- _Instructions to follow_
In the lines below, replace "vertical log" with "upright log" wherever it appears and leave all other text unchanged. Reproduce the lines without the pictures.

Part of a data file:
========

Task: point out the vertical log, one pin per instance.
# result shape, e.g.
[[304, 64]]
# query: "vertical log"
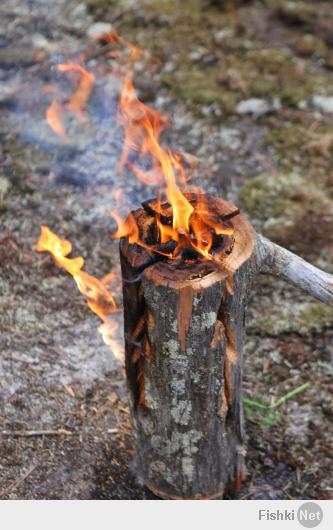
[[184, 332]]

========

- _Response_
Task: point out the upright log, one pin per instance.
# result shape, e.g.
[[304, 64]]
# query: "upright log"
[[184, 332]]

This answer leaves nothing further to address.